[WHAT IS REQUIRED]: Filter the data below, keeping only the lines that contain the string "outline". Matching is case-sensitive.

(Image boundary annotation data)
━━━━

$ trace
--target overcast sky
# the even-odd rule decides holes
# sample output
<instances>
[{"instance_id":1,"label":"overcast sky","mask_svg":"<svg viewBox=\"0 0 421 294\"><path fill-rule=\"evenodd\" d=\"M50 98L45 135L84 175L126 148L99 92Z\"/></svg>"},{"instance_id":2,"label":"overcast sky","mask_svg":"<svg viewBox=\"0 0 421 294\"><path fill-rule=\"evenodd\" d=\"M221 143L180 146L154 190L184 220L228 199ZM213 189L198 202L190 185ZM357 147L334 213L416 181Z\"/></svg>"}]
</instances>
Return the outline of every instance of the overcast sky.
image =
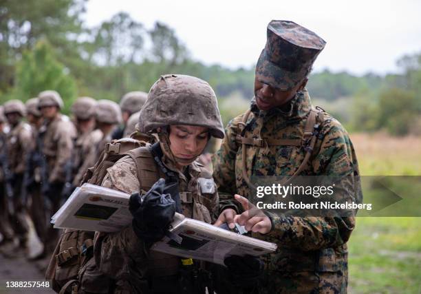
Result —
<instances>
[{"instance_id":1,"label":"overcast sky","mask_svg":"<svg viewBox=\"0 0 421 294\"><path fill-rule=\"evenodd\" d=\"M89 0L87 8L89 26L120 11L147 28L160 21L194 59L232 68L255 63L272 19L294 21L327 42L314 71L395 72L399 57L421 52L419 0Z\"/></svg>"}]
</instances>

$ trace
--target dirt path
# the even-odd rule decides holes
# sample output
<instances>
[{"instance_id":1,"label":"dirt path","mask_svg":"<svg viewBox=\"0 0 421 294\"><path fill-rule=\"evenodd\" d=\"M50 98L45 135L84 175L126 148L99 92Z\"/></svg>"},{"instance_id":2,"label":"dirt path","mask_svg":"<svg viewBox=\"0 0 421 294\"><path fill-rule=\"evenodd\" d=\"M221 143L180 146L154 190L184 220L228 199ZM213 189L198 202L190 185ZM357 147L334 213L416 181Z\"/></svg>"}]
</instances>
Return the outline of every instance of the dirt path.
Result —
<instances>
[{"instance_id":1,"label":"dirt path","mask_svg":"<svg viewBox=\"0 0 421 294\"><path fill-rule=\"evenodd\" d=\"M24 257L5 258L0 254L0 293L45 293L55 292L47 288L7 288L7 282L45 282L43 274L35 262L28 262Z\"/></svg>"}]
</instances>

━━━━

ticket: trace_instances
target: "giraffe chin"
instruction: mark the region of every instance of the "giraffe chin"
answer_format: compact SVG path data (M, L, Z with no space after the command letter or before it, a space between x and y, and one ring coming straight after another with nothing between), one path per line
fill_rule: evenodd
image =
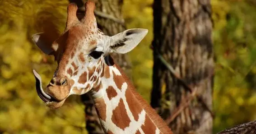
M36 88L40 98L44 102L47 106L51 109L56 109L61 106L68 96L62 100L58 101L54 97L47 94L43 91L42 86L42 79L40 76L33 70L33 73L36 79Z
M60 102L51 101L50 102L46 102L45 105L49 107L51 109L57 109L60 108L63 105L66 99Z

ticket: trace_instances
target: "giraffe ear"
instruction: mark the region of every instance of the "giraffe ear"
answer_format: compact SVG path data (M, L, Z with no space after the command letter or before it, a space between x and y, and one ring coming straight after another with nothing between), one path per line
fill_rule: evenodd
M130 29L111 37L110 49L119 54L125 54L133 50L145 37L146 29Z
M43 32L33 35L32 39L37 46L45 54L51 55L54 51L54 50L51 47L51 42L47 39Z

━━━━

[RIGHT ANSWER]:
Return the outline of every instance of the overcast sky.
Return the outline of every instance of the dirt path.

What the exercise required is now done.